### Reading passage
Apparently, our lifespan is strongly impacted by our blood iron levels.
A new study published in Nature Communications has found evidence that blood iron levels may be influencing how long you will live.
While longevity studies should not be taken at face value, this new research is massive, containing the genetic information of more than 1 million people across three public databases.
It focused on three key measures of ageing:
- healthspan, that is disease free years
- longevity, or making it to old age
The analysis revelaed that 10 key regions of the genome relate to these measures of long life – and interestingly, so were gene sets normally linked to how the body metabolises iron.
In essence, having higher levels of iron in the blood are linked with a higher risk of early death.
In the words of Paul Timmers, from the University of Edinburgh in the UK: “We are very excited by these findings as they strongly suggest that high levels of iron in the blood reduces our healthy years of life, and keeping these levels in check could prevent age-related damage.”
“We speculate that our findings on iron metabolism might also start to explain why very high levels of iron-rich red meat in the diet has been linked to age-related conditions such as heart disease.”
The researchers used a statistical technique called Mendelian randomisation to reduce bias and attempt to infer causation in the data.
They note that while genetics are thought to have around a 10 percent influence on lifespan and healthspan, and this can make it difficult to separate the genes involved from all the other factors (such as smoking or drinking) that impact one’s lifespan. However a strong advantage of this new research is it’s massive size and scope.
While some genetic markers such as APOE and FOXO3 have been previously discovered to play a role in the ageing process and human health, five markers were highlighted for the first time to be significant in the process.

### Data supplied
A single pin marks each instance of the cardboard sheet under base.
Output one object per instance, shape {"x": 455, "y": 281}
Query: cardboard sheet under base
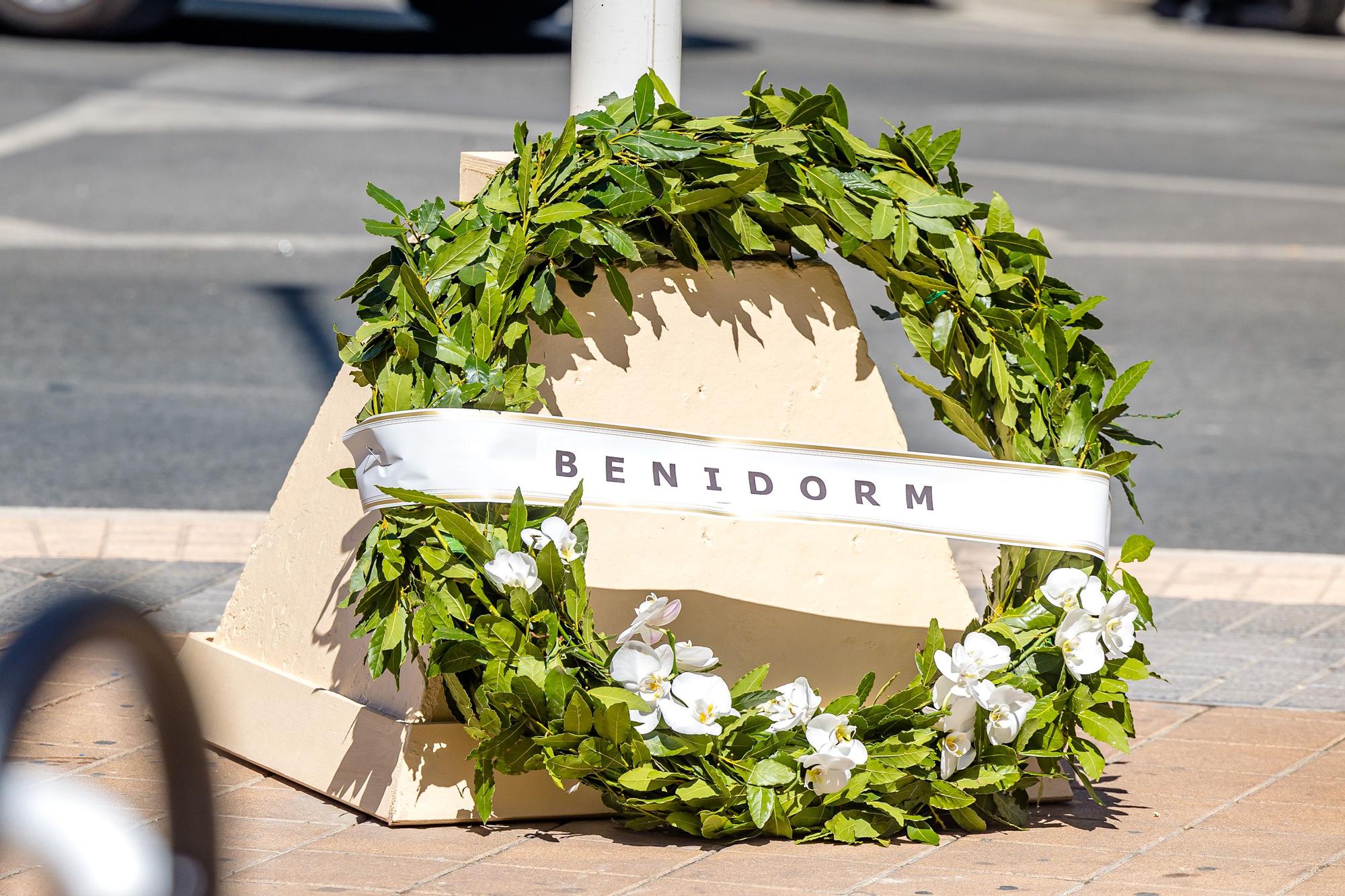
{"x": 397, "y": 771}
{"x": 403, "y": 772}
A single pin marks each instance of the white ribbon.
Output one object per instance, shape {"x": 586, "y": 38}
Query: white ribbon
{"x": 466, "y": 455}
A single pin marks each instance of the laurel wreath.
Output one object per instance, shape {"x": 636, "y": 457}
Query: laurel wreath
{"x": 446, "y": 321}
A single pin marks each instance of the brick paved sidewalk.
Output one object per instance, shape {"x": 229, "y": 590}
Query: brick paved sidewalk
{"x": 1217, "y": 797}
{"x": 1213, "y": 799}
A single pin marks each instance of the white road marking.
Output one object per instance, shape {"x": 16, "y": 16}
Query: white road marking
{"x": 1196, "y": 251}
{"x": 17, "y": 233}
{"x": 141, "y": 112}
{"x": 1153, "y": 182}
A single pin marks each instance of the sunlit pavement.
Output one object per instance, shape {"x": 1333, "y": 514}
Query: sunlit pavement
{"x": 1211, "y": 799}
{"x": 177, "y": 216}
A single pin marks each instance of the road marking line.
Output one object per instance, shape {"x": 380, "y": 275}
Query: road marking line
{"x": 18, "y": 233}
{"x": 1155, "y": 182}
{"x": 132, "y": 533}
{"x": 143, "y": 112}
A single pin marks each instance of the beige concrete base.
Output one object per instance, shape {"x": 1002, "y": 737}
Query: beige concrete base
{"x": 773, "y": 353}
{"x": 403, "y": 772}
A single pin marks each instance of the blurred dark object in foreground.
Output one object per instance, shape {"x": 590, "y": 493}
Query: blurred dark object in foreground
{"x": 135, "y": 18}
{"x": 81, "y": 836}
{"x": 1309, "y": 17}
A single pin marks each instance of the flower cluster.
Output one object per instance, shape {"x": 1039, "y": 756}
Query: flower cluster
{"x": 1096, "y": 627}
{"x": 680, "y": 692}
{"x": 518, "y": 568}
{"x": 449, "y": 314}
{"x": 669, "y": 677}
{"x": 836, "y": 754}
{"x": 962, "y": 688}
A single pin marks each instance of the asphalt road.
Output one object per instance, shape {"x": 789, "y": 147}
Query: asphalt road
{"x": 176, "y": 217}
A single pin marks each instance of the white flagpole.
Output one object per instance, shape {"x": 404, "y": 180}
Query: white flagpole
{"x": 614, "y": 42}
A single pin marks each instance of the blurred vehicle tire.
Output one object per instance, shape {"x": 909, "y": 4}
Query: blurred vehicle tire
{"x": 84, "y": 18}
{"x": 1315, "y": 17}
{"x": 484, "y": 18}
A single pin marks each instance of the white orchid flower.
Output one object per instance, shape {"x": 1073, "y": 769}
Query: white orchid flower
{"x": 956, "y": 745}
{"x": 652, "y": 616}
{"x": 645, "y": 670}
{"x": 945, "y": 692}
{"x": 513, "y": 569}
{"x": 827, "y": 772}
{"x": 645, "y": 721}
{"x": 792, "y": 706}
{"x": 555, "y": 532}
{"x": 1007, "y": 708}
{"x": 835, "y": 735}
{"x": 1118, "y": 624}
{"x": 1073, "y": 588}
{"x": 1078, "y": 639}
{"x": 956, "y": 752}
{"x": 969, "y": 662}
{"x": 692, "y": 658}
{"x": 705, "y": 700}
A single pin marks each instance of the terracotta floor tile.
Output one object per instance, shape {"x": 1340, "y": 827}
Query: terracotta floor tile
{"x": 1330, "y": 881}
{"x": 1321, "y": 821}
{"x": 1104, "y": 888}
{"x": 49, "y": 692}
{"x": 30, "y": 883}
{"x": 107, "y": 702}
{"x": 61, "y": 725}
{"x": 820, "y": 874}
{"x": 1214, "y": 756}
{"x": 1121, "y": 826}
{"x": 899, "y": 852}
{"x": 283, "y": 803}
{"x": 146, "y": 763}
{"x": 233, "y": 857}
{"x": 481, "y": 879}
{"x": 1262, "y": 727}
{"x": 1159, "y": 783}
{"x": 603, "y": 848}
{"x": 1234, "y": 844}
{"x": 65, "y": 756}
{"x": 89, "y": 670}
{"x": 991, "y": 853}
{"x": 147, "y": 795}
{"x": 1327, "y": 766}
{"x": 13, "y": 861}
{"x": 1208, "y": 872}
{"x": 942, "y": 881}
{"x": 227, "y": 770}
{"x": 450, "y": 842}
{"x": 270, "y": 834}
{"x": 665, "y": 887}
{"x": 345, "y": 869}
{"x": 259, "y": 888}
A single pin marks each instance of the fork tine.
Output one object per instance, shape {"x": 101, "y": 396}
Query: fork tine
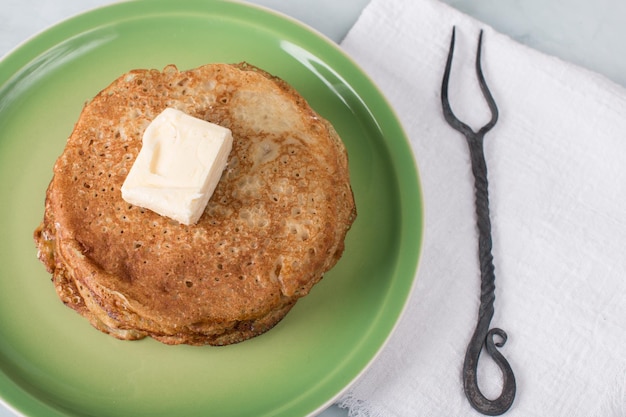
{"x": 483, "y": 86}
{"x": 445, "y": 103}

### List of tasks
a – Please decide whether each statement agrees with the article on blood iron and lifespan, answering yes or no and quoting the words that settle it: (i) The study drew on genetic information from more than 1 million people. (ii) Higher blood iron levels are linked with a lower risk of early death. (iii) The researchers used a statistical technique to reduce bias.
b – Write a continuation of the article on blood iron and lifespan, starting right after its last sentence.
The lines have nothing to do with the article on blood iron and lifespan.

### Answers in order
a –
(i) Yes: "containing the genetic information of more than 1 million people across three public databases"
(ii) No: "having higher levels of iron in the blood are linked with a higher risk of early death"
(iii) Yes: "The researchers used a statistical technique called Mendelian randomisation to reduce bias"

b –
“It is clear from the association of age-related diseases and the well-known ageing loci APOE and FOXO3 that we are capturing the human ageing process to some extent,” states the paper.
Although at this stage it’s early to declare a clear association between ageing and iron metabolism, similar research could lead to the development of longevity enhancing drugs by lowering the levels of iron in our blood.
One’s blood iron levels are mostly controlled by diet and they are known to be connected with sicknesses most commonly affecting the elderly – such as Parkinson’s and liver disease. It also plays a factor in our immune systems ability to fight off infections.
This study joins the mounding body of evidence that not being able to break down iron properly – so called ‘iron overload’ – may influence how long we’re able to live, as well as our health levels at later stages in life.
Or as Joris Deelen, who studies the biology of ageing at the Max Planck Institute for Biology of Ageing in Germany sums it up: “Our ultimate aim is to discover how ageing is regulated and find ways to increase health during ageing. The 10 regions of the genome we have discovered that are linked to lifespan, healthspan, and longevity are all exciting candidates for further studies.”
So down your irons… and long live longevity!